▶ _Excerpted text_:
^^^^
For more information about key identifiers, see Key identifiers (KeyID) in the Amazon Web Services Key Management Service (Amazon Web Services KMS) documentation.
vpc_config
Type: STRUCT
Provider name: VpcConfig
Description: Inference Recommender provisions SageMaker endpoints with access to VPC in the inference recommendation job.
- security_group_ids
  Type: UNORDERED_LIST_STRING
  Provider name: SecurityGroupIds
  Description: The VPC security group IDs. IDs have the form of sg-xxxxxxxx. Specify the security groups for the VPC that is specified in the Subnets field.
- subnets
  Type: UNORDERED_LIST_STRING
  Provider name: Subnets
  Description: The ID of the subnets in the VPC to which you want to connect your model.

`job_arn`

Type: STRING
Provider name: JobArn
Description: The Amazon Resource Name (ARN) of the job.

`job_description`

Type: STRING
Provider name: JobDescription
Description: The job description that you provided when you initiated the job.
^^^^
▶ _Data provided_:
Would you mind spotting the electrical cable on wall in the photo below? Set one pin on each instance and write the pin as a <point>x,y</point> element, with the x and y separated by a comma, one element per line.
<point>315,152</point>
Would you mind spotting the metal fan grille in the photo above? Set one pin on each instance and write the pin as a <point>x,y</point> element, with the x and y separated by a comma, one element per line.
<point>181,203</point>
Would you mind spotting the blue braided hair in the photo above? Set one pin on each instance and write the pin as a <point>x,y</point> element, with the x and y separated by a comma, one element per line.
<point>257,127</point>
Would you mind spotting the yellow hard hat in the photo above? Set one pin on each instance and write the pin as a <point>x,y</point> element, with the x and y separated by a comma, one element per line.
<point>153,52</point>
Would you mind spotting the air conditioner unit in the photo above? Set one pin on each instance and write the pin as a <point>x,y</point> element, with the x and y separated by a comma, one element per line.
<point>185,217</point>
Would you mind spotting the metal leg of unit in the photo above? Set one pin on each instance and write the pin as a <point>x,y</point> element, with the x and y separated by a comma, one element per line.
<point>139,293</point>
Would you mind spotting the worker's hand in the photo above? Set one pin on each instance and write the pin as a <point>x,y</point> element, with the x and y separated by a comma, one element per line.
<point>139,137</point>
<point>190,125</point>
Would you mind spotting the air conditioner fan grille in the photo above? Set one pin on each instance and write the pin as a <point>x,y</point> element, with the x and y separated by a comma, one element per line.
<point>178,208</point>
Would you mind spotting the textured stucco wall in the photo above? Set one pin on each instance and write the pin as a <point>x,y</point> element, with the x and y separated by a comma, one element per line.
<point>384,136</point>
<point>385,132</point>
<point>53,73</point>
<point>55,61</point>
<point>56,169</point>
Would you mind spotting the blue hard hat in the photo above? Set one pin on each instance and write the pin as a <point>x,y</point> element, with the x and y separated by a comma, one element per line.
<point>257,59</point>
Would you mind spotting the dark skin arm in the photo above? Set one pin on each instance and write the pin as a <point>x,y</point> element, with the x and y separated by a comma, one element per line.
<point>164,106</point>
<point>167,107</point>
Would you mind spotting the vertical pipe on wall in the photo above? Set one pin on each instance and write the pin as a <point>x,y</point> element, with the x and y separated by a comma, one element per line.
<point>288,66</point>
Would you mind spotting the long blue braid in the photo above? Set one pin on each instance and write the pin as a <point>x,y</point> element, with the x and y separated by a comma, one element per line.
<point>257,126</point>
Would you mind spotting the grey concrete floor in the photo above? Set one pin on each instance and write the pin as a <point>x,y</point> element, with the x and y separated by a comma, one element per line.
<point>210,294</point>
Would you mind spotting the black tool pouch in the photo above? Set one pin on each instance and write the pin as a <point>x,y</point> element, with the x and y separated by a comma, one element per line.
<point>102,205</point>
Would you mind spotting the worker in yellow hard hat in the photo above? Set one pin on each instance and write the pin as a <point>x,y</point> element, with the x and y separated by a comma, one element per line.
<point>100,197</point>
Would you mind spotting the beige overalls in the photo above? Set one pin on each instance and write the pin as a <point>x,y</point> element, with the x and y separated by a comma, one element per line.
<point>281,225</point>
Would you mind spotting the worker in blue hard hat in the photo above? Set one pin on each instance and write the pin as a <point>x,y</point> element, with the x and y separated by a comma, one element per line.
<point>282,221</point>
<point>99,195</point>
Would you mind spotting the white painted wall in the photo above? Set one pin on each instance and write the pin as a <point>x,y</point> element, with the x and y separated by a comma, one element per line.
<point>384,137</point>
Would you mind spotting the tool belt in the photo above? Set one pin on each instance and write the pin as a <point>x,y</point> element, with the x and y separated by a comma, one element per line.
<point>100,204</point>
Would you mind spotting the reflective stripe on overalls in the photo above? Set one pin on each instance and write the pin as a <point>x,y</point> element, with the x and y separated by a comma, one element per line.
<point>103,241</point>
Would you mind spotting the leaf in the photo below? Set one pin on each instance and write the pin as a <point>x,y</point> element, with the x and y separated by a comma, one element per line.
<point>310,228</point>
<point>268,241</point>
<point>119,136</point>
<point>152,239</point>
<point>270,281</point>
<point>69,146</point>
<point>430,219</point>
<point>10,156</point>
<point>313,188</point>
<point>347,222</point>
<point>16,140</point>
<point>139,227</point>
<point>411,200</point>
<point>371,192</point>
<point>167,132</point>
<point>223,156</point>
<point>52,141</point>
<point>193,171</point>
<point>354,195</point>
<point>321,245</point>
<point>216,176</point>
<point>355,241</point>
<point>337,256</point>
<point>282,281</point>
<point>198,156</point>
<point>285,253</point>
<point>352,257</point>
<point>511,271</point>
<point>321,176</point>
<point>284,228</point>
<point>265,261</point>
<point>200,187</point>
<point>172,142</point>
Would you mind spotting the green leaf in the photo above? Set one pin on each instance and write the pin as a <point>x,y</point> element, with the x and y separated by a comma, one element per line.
^^^^
▶ _What is asked_:
[1] Transcribe the stretch of the SageMaker job field reference from "For more information" through "connect your model.".
[2] Go on with the SageMaker job field reference from the point where it stops.
The data is not needed for any of this work.

▶ _Expected results_:
[1]
For more information about key identifiers, see Key identifiers (KeyID) in the Amazon Web Services Key Management Service (Amazon Web Services KMS) documentation.
vpc_config
Type: STRUCT
Provider name: VpcConfig
Description: Inference Recommender provisions SageMaker endpoints with access to VPC in the inference recommendation job.
- security_group_ids
  Type: UNORDERED_LIST_STRING
  Provider name: SecurityGroupIds
  Description: The VPC security group IDs. IDs have the form of sg-xxxxxxxx. Specify the security groups for the VPC that is specified in the Subnets field.
- subnets
  Type: UNORDERED_LIST_STRING
  Provider name: Subnets
  Description: The ID of the subnets in the VPC to which you want to connect your model.

[2]
`job_name`

Type: STRING
Provider name: JobName
Description: The name of the job. The name must be unique within an Amazon Web Services Region in the Amazon Web Services account.

`job_type`

Type: STRING
Provider name: JobType
Description: The job type that you provided when you initiated the job.

`last_modified_time`

Type: TIMESTAMP
Provider name: LastModifiedTime
Description: A timestamp that shows when the job was last modified.

`role_arn`

Type: STRING
Provider name: RoleArn
Description: The Amazon Resource Name (ARN) of the Amazon Web Services Identity and Access Management (IAM) role you provided when you initiated the job.

`status`

Type: STRING
Provider name: Status
Description: The status of the job.

`stopping_conditions`

Type: STRUCT
Provider name: StoppingConditions
Description: The stopping conditions that you provided when you initiated the job.

flat_invocations
Type: STRING
Provider name: FlatInvocations
Description: Stops a load test when the number of invocations (TPS) peaks and flattens, which means that the instance has reached capacity. The default value is Stop. If you want the load test to continue after invocations have flattened, set the value to Continue.
max_invocations
Type: INT32
Provider name: MaxInvocations
Description: The maximum number of requests per minute expected for the endpoint.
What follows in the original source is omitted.